### TASK BRIEF
Every entry must be output exactly as it is written.

━━━━━━━━━━━━━━━━━━━━━━━━━━━━━━

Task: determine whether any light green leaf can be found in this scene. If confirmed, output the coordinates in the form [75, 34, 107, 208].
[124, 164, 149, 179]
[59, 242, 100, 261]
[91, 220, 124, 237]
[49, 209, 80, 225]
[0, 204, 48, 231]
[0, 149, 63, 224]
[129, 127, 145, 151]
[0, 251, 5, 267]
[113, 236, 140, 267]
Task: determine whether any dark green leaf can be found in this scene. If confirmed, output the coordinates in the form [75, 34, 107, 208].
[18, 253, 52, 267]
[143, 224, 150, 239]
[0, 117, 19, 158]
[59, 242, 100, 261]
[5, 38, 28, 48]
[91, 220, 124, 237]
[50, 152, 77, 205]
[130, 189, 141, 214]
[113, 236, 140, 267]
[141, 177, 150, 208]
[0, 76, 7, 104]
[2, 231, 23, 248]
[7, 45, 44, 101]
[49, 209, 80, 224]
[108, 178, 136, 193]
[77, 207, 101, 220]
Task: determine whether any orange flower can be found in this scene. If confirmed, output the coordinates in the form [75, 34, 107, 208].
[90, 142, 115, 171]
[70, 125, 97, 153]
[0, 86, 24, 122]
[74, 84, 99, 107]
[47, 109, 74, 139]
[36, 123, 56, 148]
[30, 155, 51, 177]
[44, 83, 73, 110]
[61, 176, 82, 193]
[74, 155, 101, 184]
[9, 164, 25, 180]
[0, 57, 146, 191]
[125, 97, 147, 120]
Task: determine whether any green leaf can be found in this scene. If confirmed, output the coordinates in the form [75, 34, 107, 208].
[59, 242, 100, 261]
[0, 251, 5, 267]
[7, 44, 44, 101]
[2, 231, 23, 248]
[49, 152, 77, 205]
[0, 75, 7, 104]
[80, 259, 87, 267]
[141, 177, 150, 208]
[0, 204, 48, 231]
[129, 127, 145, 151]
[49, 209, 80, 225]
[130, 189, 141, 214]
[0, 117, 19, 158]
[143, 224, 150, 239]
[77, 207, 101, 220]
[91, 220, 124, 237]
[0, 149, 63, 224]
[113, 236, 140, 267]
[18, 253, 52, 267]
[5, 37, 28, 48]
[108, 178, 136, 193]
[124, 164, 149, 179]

━━━━━━━━━━━━━━━━━━━━━━━━━━━━━━

### REPLY
Task: determine whether any light green leaf can be found in this scene. If confirmed, output the coordinates in the form [75, 34, 107, 208].
[124, 164, 149, 179]
[59, 242, 100, 261]
[91, 220, 124, 237]
[49, 209, 80, 225]
[0, 204, 48, 231]
[0, 149, 63, 224]
[129, 127, 145, 151]
[0, 251, 5, 267]
[113, 236, 140, 267]
Task: determine whether any dark green leaf can be found in this scene. If confirmed, output the coordinates in the form [75, 34, 107, 208].
[18, 253, 52, 267]
[143, 224, 150, 239]
[0, 117, 19, 158]
[59, 242, 100, 261]
[5, 38, 28, 48]
[91, 220, 124, 237]
[50, 152, 77, 205]
[130, 189, 141, 214]
[113, 236, 140, 267]
[141, 177, 150, 208]
[0, 76, 7, 104]
[2, 231, 23, 248]
[7, 45, 44, 101]
[49, 209, 80, 224]
[108, 178, 136, 193]
[77, 207, 101, 220]
Task: determine whether any orange flower can be found in this scene. If confirmed, output the coordinates in the form [75, 34, 107, 208].
[90, 142, 115, 171]
[70, 125, 97, 153]
[0, 86, 24, 122]
[74, 84, 99, 107]
[47, 109, 74, 139]
[36, 123, 56, 148]
[30, 155, 51, 177]
[44, 83, 73, 110]
[61, 176, 82, 193]
[74, 155, 101, 184]
[9, 164, 25, 180]
[0, 57, 146, 191]
[125, 97, 147, 120]
Task: determine whether any green leaf can be found in this scene. If confirmed, output the coordinates in the form [75, 34, 107, 208].
[59, 242, 100, 261]
[0, 251, 5, 267]
[7, 44, 44, 101]
[2, 231, 23, 248]
[49, 152, 77, 205]
[0, 75, 7, 104]
[80, 259, 87, 267]
[141, 177, 150, 208]
[0, 204, 48, 231]
[129, 127, 145, 151]
[49, 209, 80, 225]
[130, 189, 141, 214]
[0, 117, 19, 158]
[143, 224, 150, 239]
[77, 207, 101, 220]
[91, 220, 124, 237]
[0, 149, 63, 224]
[113, 236, 140, 267]
[18, 253, 52, 267]
[5, 37, 28, 48]
[108, 178, 136, 193]
[124, 164, 149, 179]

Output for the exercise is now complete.